Dataset excerpt:
══════════

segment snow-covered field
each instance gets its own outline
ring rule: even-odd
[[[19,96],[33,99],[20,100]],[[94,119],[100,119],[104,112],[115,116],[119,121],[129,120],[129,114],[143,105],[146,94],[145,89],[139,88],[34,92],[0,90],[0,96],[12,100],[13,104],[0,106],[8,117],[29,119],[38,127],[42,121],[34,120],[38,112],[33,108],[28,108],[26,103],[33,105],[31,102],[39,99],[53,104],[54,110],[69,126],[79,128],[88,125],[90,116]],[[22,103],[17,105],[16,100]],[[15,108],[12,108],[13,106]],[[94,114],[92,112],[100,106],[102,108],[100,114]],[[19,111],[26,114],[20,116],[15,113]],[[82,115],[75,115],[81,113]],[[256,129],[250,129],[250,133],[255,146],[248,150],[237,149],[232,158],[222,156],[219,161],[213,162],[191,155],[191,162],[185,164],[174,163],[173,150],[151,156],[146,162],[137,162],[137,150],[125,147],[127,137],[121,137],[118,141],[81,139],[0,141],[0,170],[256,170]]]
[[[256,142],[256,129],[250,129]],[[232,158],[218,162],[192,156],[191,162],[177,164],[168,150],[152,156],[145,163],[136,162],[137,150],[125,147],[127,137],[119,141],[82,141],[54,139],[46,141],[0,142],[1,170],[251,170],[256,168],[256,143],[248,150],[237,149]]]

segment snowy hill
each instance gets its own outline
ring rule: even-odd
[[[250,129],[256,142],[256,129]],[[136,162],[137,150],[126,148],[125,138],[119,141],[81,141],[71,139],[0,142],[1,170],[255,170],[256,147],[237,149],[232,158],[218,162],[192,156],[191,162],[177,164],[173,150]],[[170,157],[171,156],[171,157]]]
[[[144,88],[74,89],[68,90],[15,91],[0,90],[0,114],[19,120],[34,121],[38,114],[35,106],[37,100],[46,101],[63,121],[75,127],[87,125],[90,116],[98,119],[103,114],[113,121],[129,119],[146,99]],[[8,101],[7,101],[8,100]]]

══════════

(GIVEN REQUEST):
Render every line of the entries above as a Markdown table with two columns, Row for its number and Line for its text, skipping blank lines.

(EXERCISE ANSWER):
| Row | Line |
|---|---|
| 1 | segment snow-covered field |
| 2 | each instance gets its own outline |
| 3 | ring rule: even-odd |
| 4 | [[[19,96],[33,99],[20,100]],[[94,119],[100,119],[104,112],[115,116],[119,121],[129,120],[129,114],[143,105],[146,94],[145,89],[139,88],[34,92],[0,90],[0,96],[12,100],[13,104],[0,106],[8,117],[29,119],[38,127],[42,121],[34,120],[38,112],[33,108],[28,108],[26,103],[33,105],[31,102],[39,99],[53,104],[54,110],[69,126],[79,128],[88,125],[90,116]],[[22,103],[17,105],[16,100]],[[15,108],[12,108],[13,106]],[[94,114],[92,112],[100,106],[102,108],[100,114]],[[19,111],[26,114],[20,116],[15,113]],[[82,115],[75,115],[81,113]],[[256,129],[250,129],[250,133],[255,146],[248,150],[237,149],[232,158],[222,156],[219,161],[213,162],[191,155],[191,162],[185,164],[174,163],[173,150],[151,156],[146,162],[137,162],[137,150],[125,147],[127,137],[121,137],[118,141],[81,139],[0,141],[0,170],[256,170]]] |
| 5 | [[[256,142],[256,129],[250,129]],[[232,158],[218,162],[192,156],[191,162],[177,164],[168,150],[152,156],[145,163],[136,162],[137,150],[125,147],[127,137],[119,141],[82,141],[54,139],[46,141],[0,142],[1,170],[251,170],[256,168],[256,143],[248,150],[237,149]]] |
| 6 | segment snowy hill |
| 7 | each instance gets its own outline |
| 8 | ring rule: even-odd |
| 9 | [[[250,129],[256,142],[256,129]],[[136,162],[137,150],[126,148],[125,138],[119,141],[81,141],[71,139],[0,142],[1,170],[255,170],[256,147],[237,149],[232,158],[218,162],[192,156],[191,162],[177,164],[173,150]],[[170,157],[171,156],[171,157]]] |
| 10 | [[[144,88],[74,89],[68,90],[15,91],[0,90],[0,114],[19,120],[34,121],[38,114],[35,106],[37,100],[46,101],[63,121],[75,127],[87,125],[90,116],[98,119],[103,114],[113,121],[129,119],[146,99]],[[8,101],[7,101],[8,100]]] |